---- STORED RECORDS
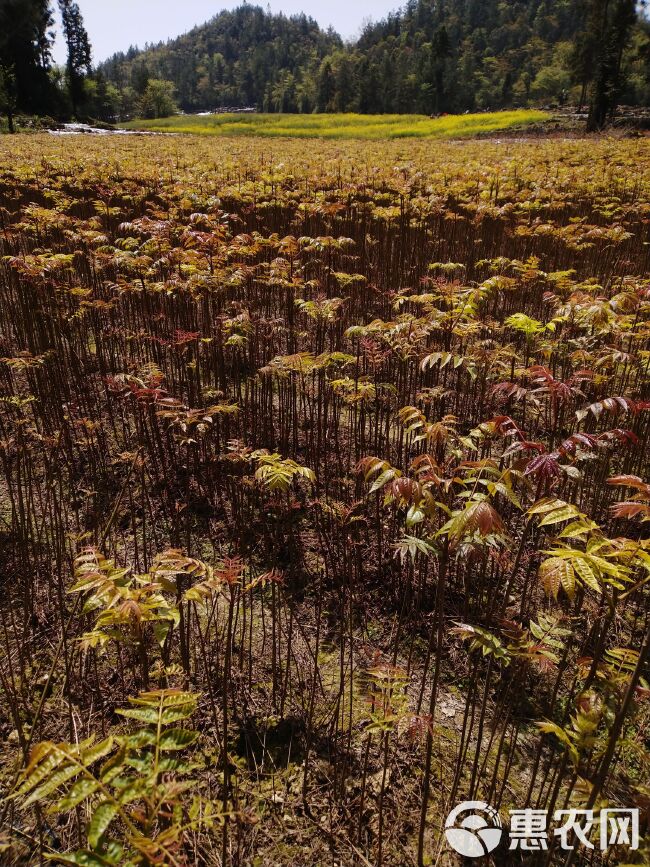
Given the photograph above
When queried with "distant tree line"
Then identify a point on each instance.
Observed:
(431, 56)
(31, 84)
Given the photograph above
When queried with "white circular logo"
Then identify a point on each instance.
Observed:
(478, 833)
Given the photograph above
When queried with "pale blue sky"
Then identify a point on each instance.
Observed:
(114, 25)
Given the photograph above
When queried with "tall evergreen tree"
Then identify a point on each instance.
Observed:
(612, 21)
(25, 42)
(79, 54)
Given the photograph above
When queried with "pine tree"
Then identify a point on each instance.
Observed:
(25, 41)
(79, 55)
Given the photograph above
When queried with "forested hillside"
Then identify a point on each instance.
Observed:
(242, 58)
(431, 56)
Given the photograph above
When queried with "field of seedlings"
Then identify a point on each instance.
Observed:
(344, 126)
(324, 493)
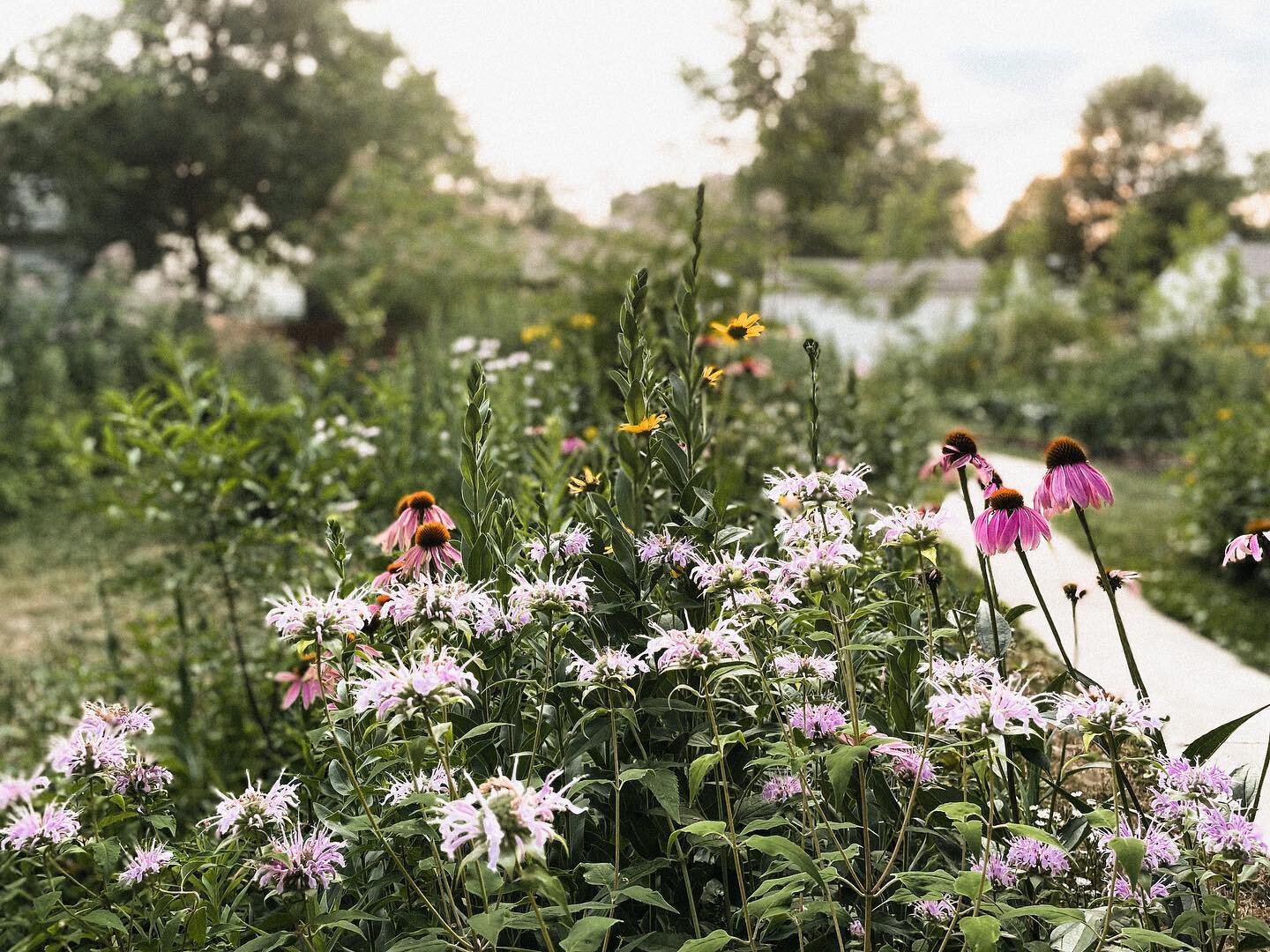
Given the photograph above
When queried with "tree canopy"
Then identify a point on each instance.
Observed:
(176, 120)
(843, 143)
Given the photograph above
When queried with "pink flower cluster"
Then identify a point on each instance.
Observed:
(502, 818)
(696, 648)
(256, 807)
(302, 861)
(306, 617)
(429, 680)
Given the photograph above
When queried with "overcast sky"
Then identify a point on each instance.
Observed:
(586, 93)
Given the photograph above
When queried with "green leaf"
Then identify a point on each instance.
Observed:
(982, 932)
(1129, 853)
(1021, 829)
(713, 942)
(1204, 747)
(993, 643)
(788, 850)
(588, 933)
(1149, 937)
(841, 764)
(649, 897)
(698, 772)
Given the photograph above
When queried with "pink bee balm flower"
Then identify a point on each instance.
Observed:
(1071, 480)
(32, 828)
(817, 720)
(781, 787)
(302, 861)
(1005, 521)
(20, 790)
(412, 512)
(503, 816)
(146, 861)
(309, 617)
(958, 452)
(1244, 546)
(427, 681)
(430, 547)
(254, 807)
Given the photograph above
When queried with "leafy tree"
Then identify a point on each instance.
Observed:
(1145, 164)
(193, 118)
(842, 138)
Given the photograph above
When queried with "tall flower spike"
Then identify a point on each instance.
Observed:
(1007, 519)
(1071, 479)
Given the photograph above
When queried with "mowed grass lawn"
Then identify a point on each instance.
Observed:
(1138, 533)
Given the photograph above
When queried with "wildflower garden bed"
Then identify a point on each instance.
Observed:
(661, 701)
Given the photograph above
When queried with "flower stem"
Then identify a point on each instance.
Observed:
(1156, 736)
(1044, 608)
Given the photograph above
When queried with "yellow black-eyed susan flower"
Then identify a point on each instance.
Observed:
(646, 426)
(743, 326)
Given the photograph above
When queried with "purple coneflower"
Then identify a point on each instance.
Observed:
(412, 512)
(794, 666)
(1071, 480)
(141, 781)
(429, 680)
(940, 911)
(612, 666)
(256, 807)
(34, 828)
(302, 861)
(432, 547)
(503, 816)
(145, 861)
(20, 790)
(436, 781)
(958, 452)
(550, 594)
(817, 720)
(1005, 521)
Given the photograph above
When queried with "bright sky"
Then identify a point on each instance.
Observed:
(586, 93)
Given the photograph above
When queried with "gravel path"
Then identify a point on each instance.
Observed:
(1198, 683)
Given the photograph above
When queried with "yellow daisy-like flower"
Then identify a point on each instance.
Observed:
(586, 481)
(646, 426)
(744, 326)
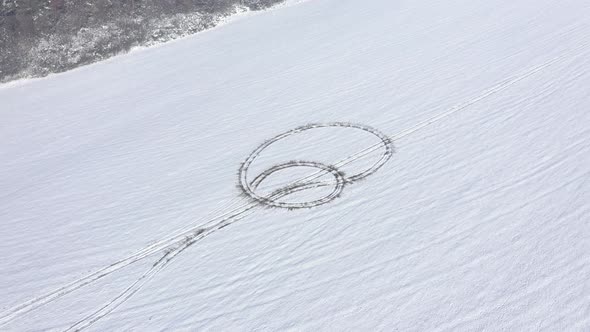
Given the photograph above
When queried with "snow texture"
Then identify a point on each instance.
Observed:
(146, 192)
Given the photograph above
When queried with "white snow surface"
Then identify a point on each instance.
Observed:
(479, 221)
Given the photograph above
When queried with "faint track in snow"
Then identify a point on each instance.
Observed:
(224, 219)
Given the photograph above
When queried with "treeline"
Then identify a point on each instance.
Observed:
(38, 37)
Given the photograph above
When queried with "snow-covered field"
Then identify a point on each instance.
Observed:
(478, 220)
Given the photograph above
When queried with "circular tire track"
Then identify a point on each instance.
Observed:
(340, 180)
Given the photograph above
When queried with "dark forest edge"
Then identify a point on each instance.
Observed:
(39, 37)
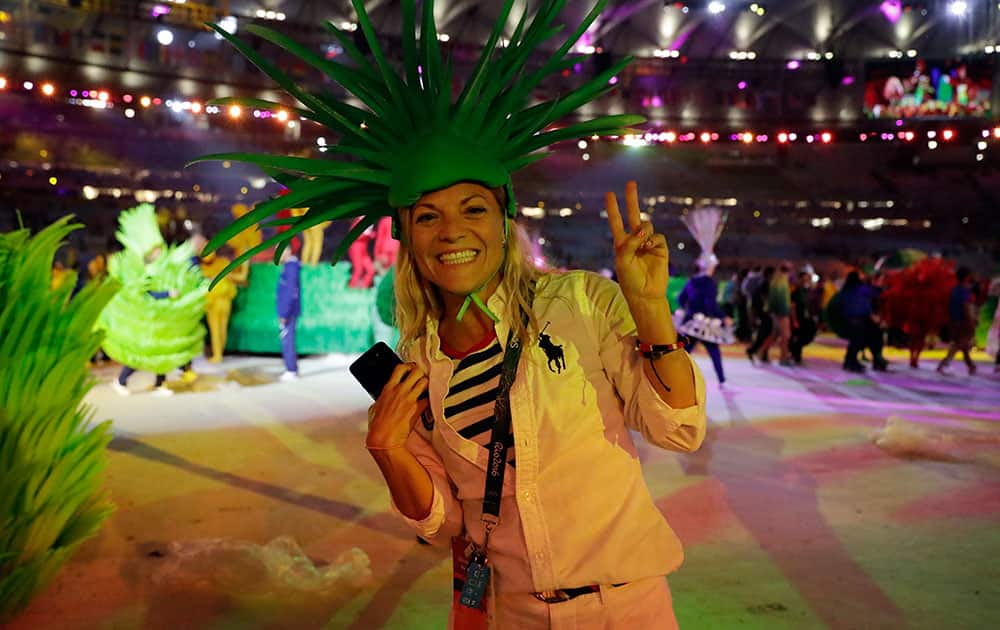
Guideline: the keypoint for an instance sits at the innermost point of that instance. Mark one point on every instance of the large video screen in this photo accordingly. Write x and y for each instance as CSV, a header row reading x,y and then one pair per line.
x,y
923,88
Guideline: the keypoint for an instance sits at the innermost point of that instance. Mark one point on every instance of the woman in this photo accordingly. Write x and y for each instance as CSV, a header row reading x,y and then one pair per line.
x,y
569,436
779,305
559,518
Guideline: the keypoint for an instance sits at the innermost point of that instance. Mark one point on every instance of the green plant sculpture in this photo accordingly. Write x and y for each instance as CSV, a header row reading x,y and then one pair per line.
x,y
51,458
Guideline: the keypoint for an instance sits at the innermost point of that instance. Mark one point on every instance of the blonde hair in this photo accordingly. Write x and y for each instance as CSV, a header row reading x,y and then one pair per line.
x,y
417,299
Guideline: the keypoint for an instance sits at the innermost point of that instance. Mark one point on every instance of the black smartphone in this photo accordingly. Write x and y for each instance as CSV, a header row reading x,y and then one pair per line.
x,y
373,368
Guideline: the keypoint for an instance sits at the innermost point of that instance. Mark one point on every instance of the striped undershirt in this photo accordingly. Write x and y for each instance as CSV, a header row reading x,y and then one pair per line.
x,y
472,392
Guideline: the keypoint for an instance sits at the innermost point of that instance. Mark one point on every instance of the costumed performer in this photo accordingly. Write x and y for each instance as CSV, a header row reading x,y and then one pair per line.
x,y
362,265
993,334
154,322
570,529
915,300
289,303
703,321
219,300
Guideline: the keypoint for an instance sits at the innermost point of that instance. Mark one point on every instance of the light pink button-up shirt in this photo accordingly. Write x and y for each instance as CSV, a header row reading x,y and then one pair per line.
x,y
576,511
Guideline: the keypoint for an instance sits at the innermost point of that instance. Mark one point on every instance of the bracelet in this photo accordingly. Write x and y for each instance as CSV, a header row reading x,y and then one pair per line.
x,y
384,448
655,351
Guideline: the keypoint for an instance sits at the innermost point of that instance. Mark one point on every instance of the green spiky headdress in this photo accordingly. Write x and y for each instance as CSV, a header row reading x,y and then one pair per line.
x,y
412,139
139,231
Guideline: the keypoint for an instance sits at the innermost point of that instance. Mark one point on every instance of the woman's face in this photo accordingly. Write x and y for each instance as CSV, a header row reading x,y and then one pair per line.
x,y
456,235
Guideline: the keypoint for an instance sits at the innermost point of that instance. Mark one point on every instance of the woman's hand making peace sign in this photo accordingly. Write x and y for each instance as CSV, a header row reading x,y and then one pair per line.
x,y
641,255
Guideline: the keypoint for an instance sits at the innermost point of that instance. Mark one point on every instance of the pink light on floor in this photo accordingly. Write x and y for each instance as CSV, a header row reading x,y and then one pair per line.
x,y
892,10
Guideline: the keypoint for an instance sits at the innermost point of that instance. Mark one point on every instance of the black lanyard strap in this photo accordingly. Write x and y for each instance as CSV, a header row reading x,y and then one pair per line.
x,y
497,463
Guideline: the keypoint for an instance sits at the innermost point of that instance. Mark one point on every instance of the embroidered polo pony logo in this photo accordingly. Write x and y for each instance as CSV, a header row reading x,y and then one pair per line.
x,y
553,352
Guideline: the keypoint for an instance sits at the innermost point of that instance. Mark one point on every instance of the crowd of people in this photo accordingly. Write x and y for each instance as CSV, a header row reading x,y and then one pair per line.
x,y
773,308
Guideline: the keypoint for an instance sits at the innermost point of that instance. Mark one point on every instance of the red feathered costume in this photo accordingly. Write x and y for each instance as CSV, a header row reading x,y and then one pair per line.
x,y
915,300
--------
Except for the pictures, copy the material above exactly.

RESPONSE TO THE EXERCISE:
Given the photograph above
When queried with "distant tree line"
Then identify a point on each instance.
Observed:
(431, 56)
(31, 84)
Given the photograph above
When queried with "white circular logo"
Then identify a point on each instance.
Observed:
(478, 833)
Given the photograph above
When queried with "pale blue sky"
Then identify a point on each instance.
Observed:
(114, 25)
Given the photograph above
When queried with "tall evergreen tree"
Then identify a point on each instance.
Observed:
(612, 21)
(25, 42)
(79, 54)
Given the photograph above
When queried with "pine tree"
Then identify a point on each instance.
Observed:
(25, 41)
(79, 55)
Given the photograph above
When queried with "forested hillside"
Then identify a point on each instance.
Observed:
(242, 58)
(431, 56)
Given the photograph above
When queried with "field of seedlings"
Then identify a point on each instance.
Observed:
(344, 126)
(324, 493)
Given the photograph above
When queried with "tree canopy"
Then identify a point on each instance.
Observed:
(176, 120)
(843, 143)
Given the photograph above
When queried with "pink flower cluster"
Then identify a point on each instance.
Observed:
(502, 818)
(696, 648)
(256, 807)
(302, 861)
(306, 617)
(429, 680)
Given the photograph above
When queried with "overcast sky"
Then identify a point on each instance.
Observed:
(586, 93)
Given the photograph above
When queried with "green leaf"
Then identify a point on each instance.
Observed:
(982, 932)
(1129, 853)
(1021, 829)
(713, 942)
(1204, 747)
(993, 643)
(788, 850)
(588, 933)
(1149, 937)
(841, 764)
(649, 897)
(698, 772)
Given the photograph above
When queried with "pink bee balm flower"
Then identify a point on each instance.
Observed:
(1071, 480)
(32, 828)
(817, 720)
(781, 787)
(302, 861)
(1005, 521)
(20, 790)
(412, 512)
(503, 816)
(146, 861)
(309, 617)
(958, 452)
(1244, 546)
(427, 681)
(430, 547)
(254, 807)
Given the photograph above
When queried with "leafy tree"
Then identify a point on each instance.
Observed:
(1145, 164)
(193, 118)
(842, 138)
Given the photograph above
When queried with "tall flower spike"
Then identify a point on each instance.
Observed:
(1007, 519)
(1071, 479)
Given the photograph above
When queried with "mowed grass lawn"
Then identify a point on each instance.
Observed:
(1138, 533)
Given the photograph above
When queried with "wildflower garden bed"
Then identify a point on each instance.
Observed:
(661, 701)
Given the photograph above
When queried with "flower stem"
Then identify a point on each instance.
Observed:
(1156, 736)
(1044, 608)
Given the photograph above
When queried with "yellow black-eyed susan flower"
Then identify a point on each instance.
Observed:
(646, 426)
(743, 326)
Given the photograph above
When queried with "purple coneflower"
Then identify a point on each instance.
Observed:
(412, 512)
(794, 666)
(1071, 480)
(141, 781)
(429, 680)
(940, 911)
(612, 666)
(256, 807)
(34, 828)
(302, 861)
(432, 547)
(503, 816)
(145, 861)
(20, 790)
(436, 781)
(958, 452)
(550, 594)
(817, 720)
(1005, 521)
Given the photograph above
When queried with "bright sky"
Then identify a point on each instance.
Observed:
(586, 93)
Given the photograph above
When queried with "gravel path"
Then identify a point on each instance.
Observed:
(1198, 683)
Given the photograph above
When queried with "yellow daisy-like flower"
Then identify a point on each instance.
Observed:
(586, 481)
(646, 426)
(744, 326)
Given the photograph above
When queried with "snow texture"
Then identify a point on each instance.
Observed:
(146, 192)
Given the photograph above
When queried with "white snow surface"
Then identify a point on each instance.
Observed:
(479, 221)
Given the photograph above
When queried with "faint track in snow"
Then identify a point on each instance.
Observed:
(224, 219)
Given the photograph above
When queried with "treeline"
Then identify a point on each instance.
Observed:
(38, 37)
Given the photograph above
When queried with "snow-covered field"
Then identify a point on each instance.
Observed:
(478, 220)
Given the photograph above
When queried with "circular tire track"
Then identify a point on each instance.
Observed:
(340, 180)
Given the photograph above
When queried with "dark forest edge"
Then identify a point on each instance.
Observed:
(39, 37)
Guideline: the keypoint for an instance sits at the innermost point of that instance. Mark one point on every instance of the large video screen in this photo accordingly. Write x and y for each instance as CSV, a header row reading x,y and then one pair per line.
x,y
923,88
Guideline: the keypoint for an instance sits at the innermost point of that instance. Mark one point on every instance of the woman in this photo accordingly. Write x and y for each instance as CSV, a header row reading x,y and then one pair per line.
x,y
569,436
779,305
559,518
Guideline: the keypoint for an instance sits at the innermost point of that instance. Mark one point on every instance of the green plant sculpture in this photo accordingly. Write x and y for each instance as CSV, a header row reading x,y and then one pair per line.
x,y
51,458
Guideline: the keypoint for an instance sits at the innermost point of that instance. Mark one point on every instance of the blonde hair in this photo accordingly. Write x and y for each instance as CSV, a header row reading x,y and then one pair per line.
x,y
417,299
Guideline: the keypoint for an instance sits at the innermost point of that instance. Mark one point on every instance of the black smartphone in this photo accordingly. Write x and y for each instance as CSV, a header row reading x,y and then one pair per line.
x,y
373,368
Guideline: the keypoint for an instance sits at the innermost point of that instance. Mark one point on every instance of the striped undershirt in this photo accordingly. Write x and y for each instance as CSV, a header row reading x,y and then one pair per line.
x,y
472,392
Guideline: the keypoint for an instance sits at the innermost point of that instance. Mark one point on every instance of the costumed performer in this photo accordingly. Write x and y for each instance as CSV, a header row reading x,y and then one pair per line.
x,y
362,265
993,334
154,322
570,529
915,300
289,303
703,321
219,300
Guideline: the keypoint for an instance sits at the innermost point of that instance. Mark one point on every instance of the light pink button-up shirt in this photo accordingly. Write x and y for each instance as CSV, a header row reading x,y and then one pair per line.
x,y
576,511
Guideline: the keypoint for an instance sits at the innermost point of that instance. Mark one point on every instance of the bracelet in this photo accordingly. Write x and y for each instance as CSV, a header row reading x,y and then one pair per line.
x,y
384,448
655,351
Guideline: the keypoint for an instance sits at the innermost point of that instance. Mark one point on every instance of the green spiky headdress in this photo accordingly. Write x and y for each instance as CSV, a header row reading x,y and then one pair per line.
x,y
412,139
139,231
Guideline: the keypoint for an instance sits at the innermost point of that instance. Mark one point on every instance of the woman's face in this photo accordingly. Write x and y for each instance as CSV, a header row reading x,y and then one pair per line.
x,y
456,235
Guideline: the keypoint for an instance sits at the innermost point of that instance. Mark one point on every instance of the woman's hand making peace sign in this photo accordingly. Write x and y for each instance as CSV, a header row reading x,y and then one pair per line.
x,y
641,255
Guideline: the keypoint for an instance sits at the innermost point of that instance. Mark one point on every instance of the pink light on floor in this photo accordingly. Write x and y for each instance as CSV, a header row reading x,y and then one pair per line.
x,y
892,10
Guideline: the keypoint for an instance sits at the innermost point of that instance. Mark one point on every instance of the black lanyard strap in this photo accordingly. Write x and y for each instance as CSV, a header row reading x,y and then one pair per line.
x,y
497,463
Guideline: the keypoint for an instance sits at the innermost point of that instance. Mark one point on every instance of the embroidered polo pony logo in this photo accordingly. Write x and y for each instance as CSV, a header row reading x,y and then one pair per line.
x,y
553,352
Guideline: the keypoint for an instance sits at the innermost point of that instance. Mark one point on every instance of the crowd of people in this photo accordingly. Write x and y for each instance as CSV, a header row reading x,y and then one pair per line.
x,y
773,308
Guideline: the keypoint for an instance sits at the innermost point of that instance. Mark one point on every instance of the red feathered costume in this photo accordingly. Write x and y for each instance as CSV, a header row reading x,y and then one pair per line.
x,y
915,300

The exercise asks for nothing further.